What is asked:
Copy everything in the data below exactly except the pictures.

Data records:
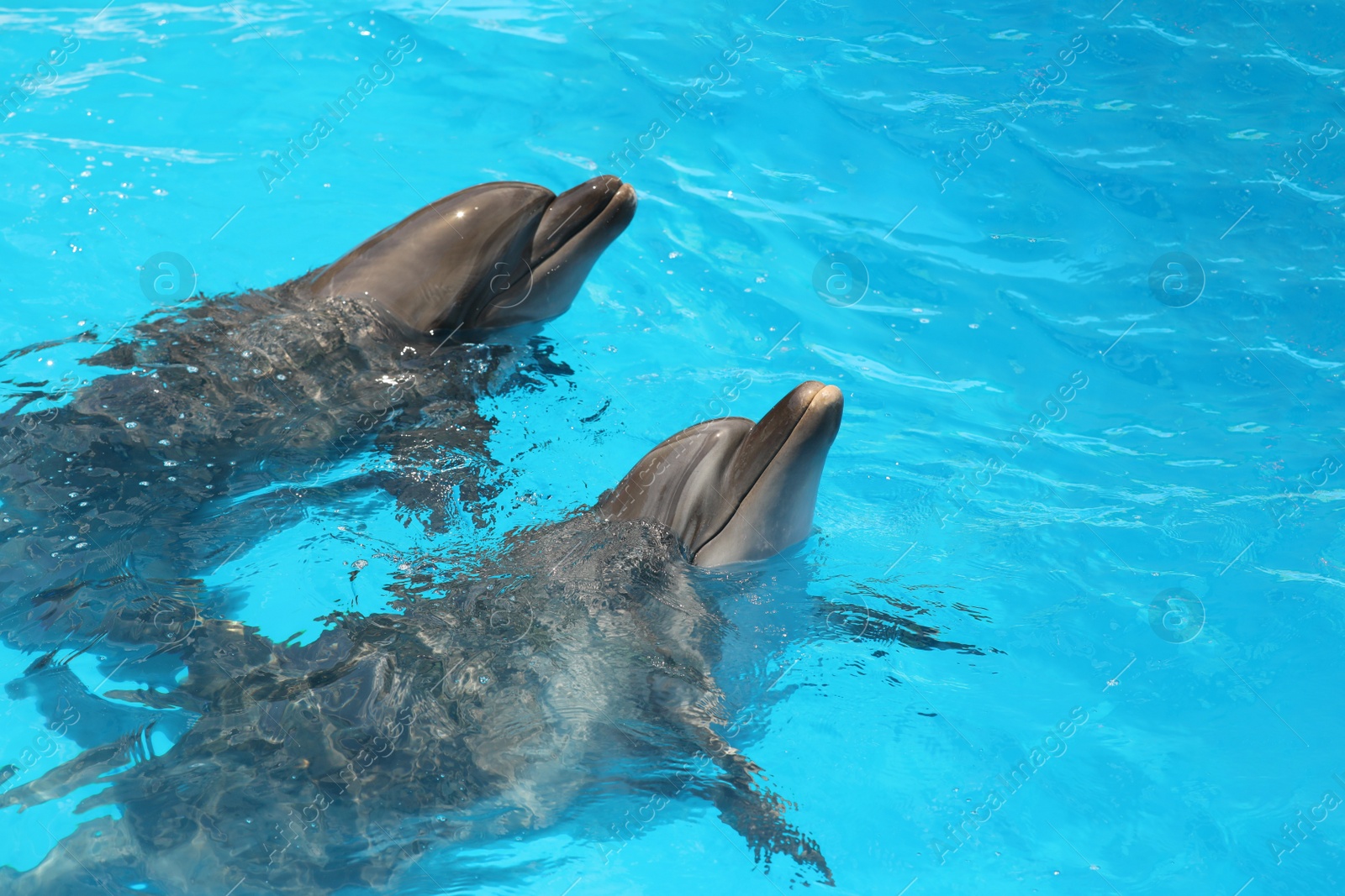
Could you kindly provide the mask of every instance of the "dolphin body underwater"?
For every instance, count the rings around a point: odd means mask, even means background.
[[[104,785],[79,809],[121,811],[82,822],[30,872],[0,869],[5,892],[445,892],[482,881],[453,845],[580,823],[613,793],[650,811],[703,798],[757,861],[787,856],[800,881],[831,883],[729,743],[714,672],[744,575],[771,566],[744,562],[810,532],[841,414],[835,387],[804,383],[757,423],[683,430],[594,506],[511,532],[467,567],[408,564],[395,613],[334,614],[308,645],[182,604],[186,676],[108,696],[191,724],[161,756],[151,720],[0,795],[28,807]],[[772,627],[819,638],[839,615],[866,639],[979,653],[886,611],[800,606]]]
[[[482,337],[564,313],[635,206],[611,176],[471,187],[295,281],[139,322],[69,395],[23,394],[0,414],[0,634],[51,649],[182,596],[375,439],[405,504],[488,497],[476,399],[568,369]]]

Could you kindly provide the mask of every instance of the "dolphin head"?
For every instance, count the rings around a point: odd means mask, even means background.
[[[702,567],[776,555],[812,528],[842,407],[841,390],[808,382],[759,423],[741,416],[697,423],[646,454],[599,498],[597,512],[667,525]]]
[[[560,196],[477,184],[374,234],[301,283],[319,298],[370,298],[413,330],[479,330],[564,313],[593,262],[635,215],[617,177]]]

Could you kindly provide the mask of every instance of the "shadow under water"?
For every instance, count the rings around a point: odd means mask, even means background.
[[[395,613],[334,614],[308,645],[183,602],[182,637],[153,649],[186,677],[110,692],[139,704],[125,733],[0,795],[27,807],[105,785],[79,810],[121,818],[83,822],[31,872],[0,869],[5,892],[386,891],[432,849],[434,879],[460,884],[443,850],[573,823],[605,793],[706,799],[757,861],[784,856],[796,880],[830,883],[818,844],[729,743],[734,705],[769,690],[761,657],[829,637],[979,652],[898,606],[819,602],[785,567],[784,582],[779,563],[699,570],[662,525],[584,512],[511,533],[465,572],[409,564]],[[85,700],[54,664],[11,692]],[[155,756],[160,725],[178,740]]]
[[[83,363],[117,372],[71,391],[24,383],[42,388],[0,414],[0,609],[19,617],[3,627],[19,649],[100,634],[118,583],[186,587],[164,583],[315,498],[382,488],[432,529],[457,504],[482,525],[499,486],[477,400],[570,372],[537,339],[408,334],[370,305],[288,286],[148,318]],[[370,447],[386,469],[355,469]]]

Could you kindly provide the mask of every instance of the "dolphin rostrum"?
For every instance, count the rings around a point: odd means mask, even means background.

Task answer:
Could you kindly provide the mask of every instance of the "dolphin body underwater"?
For every instance, count the rings around a point: odd means mask, even means background.
[[[104,785],[79,809],[121,811],[82,822],[30,872],[0,869],[5,892],[445,892],[482,881],[453,845],[580,823],[613,793],[650,811],[703,798],[757,861],[787,856],[800,881],[831,883],[729,743],[714,672],[744,575],[771,566],[744,562],[810,532],[841,414],[835,387],[804,383],[757,423],[683,430],[594,506],[511,532],[467,567],[408,564],[395,613],[334,614],[308,645],[182,604],[186,676],[108,696],[191,724],[161,756],[151,720],[0,795],[28,807]],[[772,627],[819,638],[839,615],[866,639],[979,653],[886,611],[800,606]]]
[[[482,337],[564,313],[635,206],[611,176],[471,187],[295,281],[139,322],[69,395],[23,394],[0,414],[0,634],[51,649],[182,596],[375,439],[405,504],[488,497],[476,399],[568,369]]]

Could you kindly provide the mask of every instance of the "dolphin head"?
For every instance, count the rings around a point: odd means mask, even means background.
[[[702,567],[776,555],[812,528],[842,407],[841,390],[808,382],[759,423],[741,416],[697,423],[646,454],[599,498],[597,512],[667,525]]]
[[[560,196],[477,184],[374,234],[301,283],[319,298],[370,298],[413,330],[479,330],[564,313],[593,262],[635,215],[617,177]]]

Could you kindly provide the mask of every instance of the "shadow under water"?
For every instance, count the rings around a point: odd means mask, even means background.
[[[395,613],[334,614],[308,645],[183,602],[182,637],[153,649],[186,677],[110,692],[139,704],[125,733],[0,795],[27,807],[105,785],[79,810],[121,818],[83,822],[31,872],[0,869],[5,892],[386,891],[432,849],[434,879],[460,884],[443,850],[573,823],[605,793],[706,799],[757,861],[784,856],[796,880],[830,883],[818,844],[729,743],[734,705],[769,690],[761,657],[829,637],[979,652],[898,606],[819,602],[785,567],[784,582],[779,563],[699,570],[662,525],[584,512],[511,533],[465,572],[409,564]],[[85,700],[54,664],[11,692]],[[155,756],[160,725],[178,740]]]
[[[83,363],[117,372],[71,391],[24,383],[42,388],[0,414],[0,609],[19,617],[3,627],[19,649],[100,634],[118,583],[186,587],[164,583],[315,498],[382,488],[432,529],[457,504],[482,525],[499,486],[477,400],[570,372],[537,339],[408,334],[370,305],[288,286],[148,318]],[[370,447],[386,469],[355,469]]]

Could you kindly provide the mask of every instance of the "dolphin rostrum"?
For every instance, count the rings around a point: odd means mask, even means background.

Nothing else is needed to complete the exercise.